> **ABOUT THIS TASK**
Your task is to output the listing exactly, leaving every image out.

____ DATA SHOWN

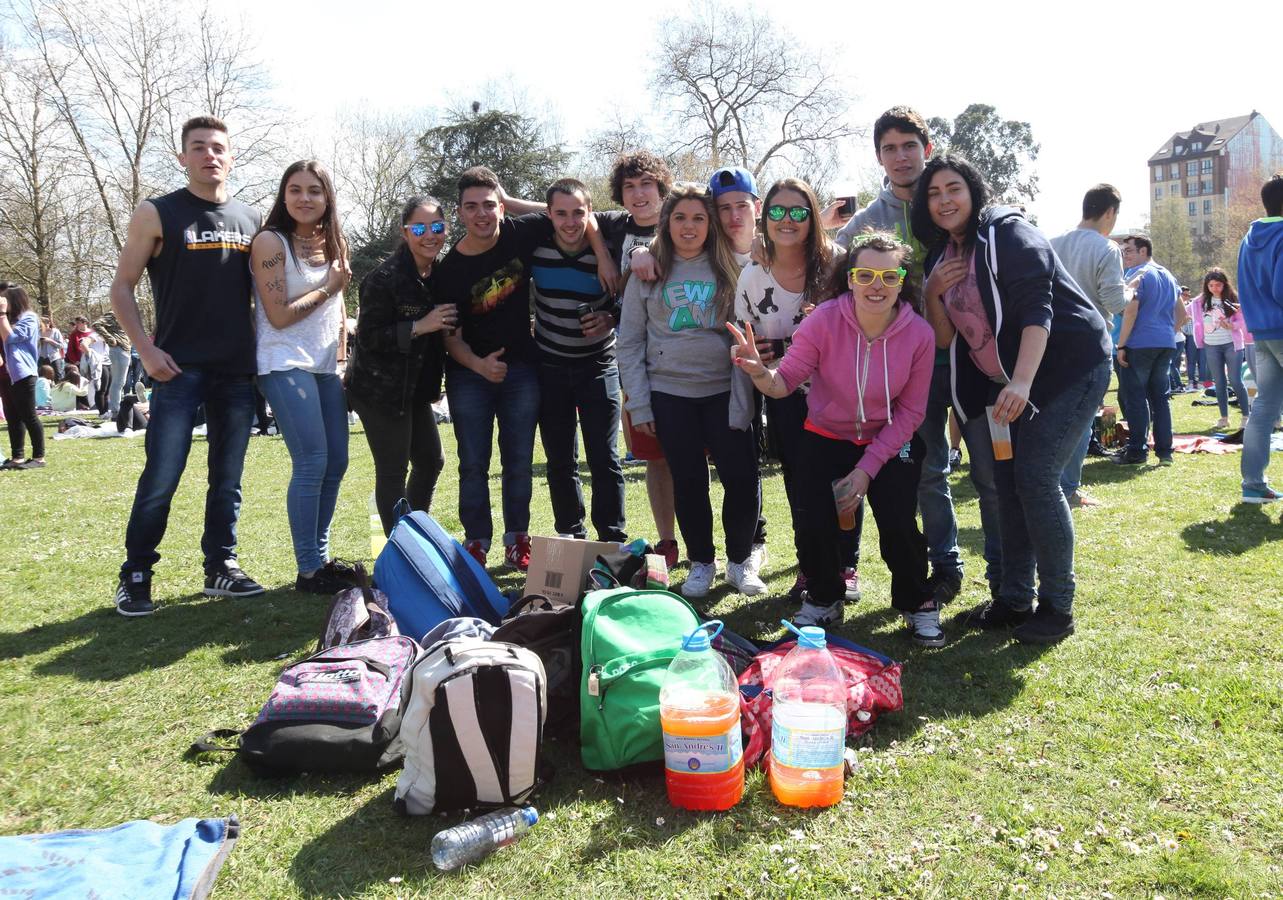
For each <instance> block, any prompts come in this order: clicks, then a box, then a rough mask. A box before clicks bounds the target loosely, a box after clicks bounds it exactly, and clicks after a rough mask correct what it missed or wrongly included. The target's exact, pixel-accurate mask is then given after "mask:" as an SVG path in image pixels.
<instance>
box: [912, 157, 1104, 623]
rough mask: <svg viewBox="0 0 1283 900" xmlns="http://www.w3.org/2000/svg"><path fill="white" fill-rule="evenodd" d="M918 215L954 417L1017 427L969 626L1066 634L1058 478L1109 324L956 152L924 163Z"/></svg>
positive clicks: (1073, 556) (934, 310)
mask: <svg viewBox="0 0 1283 900" xmlns="http://www.w3.org/2000/svg"><path fill="white" fill-rule="evenodd" d="M912 222H913V234H916V235H917V236H919V238H920V239H921V240H922V241H924V244H925V245H926V247H928V258H926V271H928V280H926V286H925V289H924V294H925V300H926V318H928V321H929V322H930V324H931V327H933V329H934V330H935V339H937V344H938V345H939V347H948V348H949V366H951V368H952V372H951V374H952V380H953V408H955V411H956V412H957V415H958V422H960V424H961V425H962V428H964V430H966V429H967V428H969V424H973V425H970V426H971V428H976V426H979V428H989V421H985V419H987V417H988V420H990V421H992V425H993V426H997V428H1001V426H1007V428H1008V429H1010V431H1011V440H1010V444H1011V454H1012V458H1010V460H1001V458H999V460H998V461H997V462H996V465H994V480H996V483H997V490H998V510H999V512H998V520H999V530H1001V533H1002V579H1001V584H999V587H998V592H997V596H996V597H994V598H993V600H992V601H990V602H987V603H984V605H983V606H980V607H978V609H976V610H974V611H973V612H971V614H970V615H969V616H967V624H969V625H970V627H974V628H990V629H996V628H1007V627H1015V630H1014V636H1015V637H1016V638H1017V639H1019V641H1025V642H1039V643H1046V642H1052V641H1058V639H1061V638H1065V637H1067V636H1069V634H1073V632H1074V616H1073V603H1074V523H1073V520H1071V519H1070V515H1069V505H1067V502H1066V501H1065V494H1064V492H1062V490H1061V487H1060V475H1061V472H1062V471H1064V470H1065V463H1066V462H1067V461H1069V457H1070V456H1071V453H1073V452H1074V447H1075V446H1076V443H1078V442H1079V440H1080V439H1082V435H1083V434H1084V433H1085V431H1087V429H1088V426H1089V425H1091V424H1092V419H1093V417H1094V415H1096V411H1097V410H1098V408H1100V403H1101V398H1102V397H1103V395H1105V389H1106V386H1109V380H1110V342H1109V334H1107V331H1106V329H1105V321H1103V320H1102V318H1101V315H1100V313H1098V312H1097V311H1096V308H1094V307H1093V306H1092V303H1091V302H1089V300H1088V299H1087V298H1085V297H1084V295H1083V293H1082V290H1080V289H1079V288H1078V285H1076V284H1074V280H1073V279H1071V277H1070V276H1069V273H1067V272H1066V271H1065V267H1064V266H1062V264H1061V262H1060V259H1058V258H1057V257H1056V254H1055V252H1053V250H1052V248H1051V244H1049V243H1048V241H1047V239H1046V238H1044V236H1043V235H1042V232H1039V231H1038V229H1035V227H1034V226H1033V225H1030V223H1029V221H1028V220H1025V217H1024V216H1023V214H1021V213H1020V212H1019V211H1017V209H1010V208H1003V207H993V205H990V204H989V190H988V186H987V185H985V184H984V178H983V177H981V176H980V173H979V172H978V171H976V169H975V167H974V166H971V163H969V162H967V160H966V159H964V158H962V157H960V155H956V154H944V155H940V157H935V158H933V159H931V160H930V162H928V163H926V168H925V171H924V172H922V177H921V180H920V181H919V182H917V193H916V195H915V196H913V207H912ZM979 422H984V424H983V425H978V424H979ZM969 446H971V447H979V446H983V442H981V440H974V442H969ZM990 447H992V444H990ZM1003 449H1005V447H1003ZM994 456H996V457H1001V456H1002V453H996V454H994ZM1035 567H1037V575H1038V579H1039V580H1038V585H1037V591H1035V585H1034V573H1035ZM1035 596H1037V600H1038V606H1037V610H1034V609H1033V602H1034V597H1035Z"/></svg>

________

> **RESPONSE TO THIS TASK**
For each <instance> block, any prompts come in this order: clicks, then a box, then a rough mask. A box before clicks bounds the target loosely, a box after clicks bounds it exactly, and clicks after a rough mask correct what it missed or wrongly included. The target's exact, pixel-accurate mask is then given after "mask:" as an SVG path in image pixels.
<instance>
box: [912, 157, 1104, 623]
rough mask: <svg viewBox="0 0 1283 900" xmlns="http://www.w3.org/2000/svg"><path fill="white" fill-rule="evenodd" d="M918 215L954 417L1017 427L969 626L1066 634L1058 478L1109 324L956 152L924 163Z"/></svg>
positive clicks: (1073, 556) (934, 310)
mask: <svg viewBox="0 0 1283 900" xmlns="http://www.w3.org/2000/svg"><path fill="white" fill-rule="evenodd" d="M912 222H913V234H916V235H917V236H919V238H920V239H921V240H922V241H924V244H925V245H926V247H928V258H926V271H928V280H926V286H925V289H924V294H925V300H926V318H928V321H929V322H930V324H931V327H933V329H934V330H935V339H937V344H938V345H939V347H948V348H949V366H951V368H952V372H951V374H952V380H953V408H955V411H956V412H957V415H958V422H960V424H961V425H962V428H964V430H966V429H967V428H969V424H973V425H970V426H971V428H976V426H979V428H989V421H985V419H987V417H988V420H990V421H992V425H993V426H997V428H1001V426H1007V428H1008V429H1010V431H1011V440H1010V444H1011V454H1012V458H1010V460H1001V458H999V460H998V461H997V462H996V465H994V480H996V483H997V490H998V510H999V512H998V520H999V530H1001V533H1002V579H1001V584H999V587H998V592H997V596H996V597H994V598H993V600H992V601H990V602H987V603H984V605H983V606H980V607H978V609H976V610H974V611H973V612H971V614H970V615H969V616H967V624H969V625H970V627H974V628H990V629H996V628H1007V627H1015V630H1014V636H1015V637H1016V638H1017V639H1019V641H1025V642H1039V643H1046V642H1052V641H1058V639H1061V638H1065V637H1067V636H1069V634H1073V632H1074V616H1073V603H1074V523H1073V520H1071V519H1070V515H1069V505H1067V502H1066V501H1065V494H1064V492H1062V490H1061V487H1060V475H1061V472H1062V471H1064V470H1065V463H1066V462H1067V461H1069V457H1070V456H1071V453H1073V452H1074V447H1075V446H1076V443H1078V442H1079V440H1080V439H1082V435H1083V434H1084V433H1085V431H1087V429H1088V426H1089V425H1091V424H1092V419H1093V417H1094V415H1096V411H1097V410H1098V408H1100V403H1101V398H1102V397H1103V395H1105V389H1106V386H1109V380H1110V342H1109V334H1107V331H1106V329H1105V321H1103V320H1102V318H1101V315H1100V313H1098V312H1097V311H1096V308H1094V307H1093V306H1092V303H1091V302H1089V300H1088V299H1087V298H1085V297H1084V295H1083V293H1082V290H1080V289H1079V288H1078V285H1076V284H1074V280H1073V279H1071V277H1070V276H1069V273H1067V272H1066V271H1065V267H1064V266H1062V264H1061V262H1060V259H1058V258H1057V257H1056V254H1055V252H1053V250H1052V248H1051V244H1049V243H1048V241H1047V239H1046V238H1044V236H1043V235H1042V232H1039V231H1038V229H1035V227H1034V226H1033V225H1030V223H1029V221H1028V220H1025V217H1024V216H1023V214H1021V213H1020V212H1019V211H1017V209H1010V208H1003V207H993V205H990V204H989V190H988V186H987V185H985V184H984V178H983V177H981V176H980V173H979V172H978V171H976V169H975V167H974V166H971V163H969V162H967V160H966V159H964V158H962V157H960V155H956V154H944V155H940V157H935V158H933V159H931V160H930V162H928V163H926V168H925V171H924V172H922V177H921V180H920V181H919V182H917V193H916V195H915V196H913V207H912ZM979 422H984V424H983V425H978V424H979ZM969 446H971V447H979V446H983V442H981V440H974V442H969ZM990 447H992V444H990ZM1003 449H1005V447H1003ZM994 456H996V457H1001V456H1002V453H996V454H994ZM1035 567H1037V575H1038V579H1039V580H1038V585H1037V591H1035V585H1034V573H1035ZM1035 596H1037V600H1038V606H1037V610H1034V609H1033V602H1034V597H1035Z"/></svg>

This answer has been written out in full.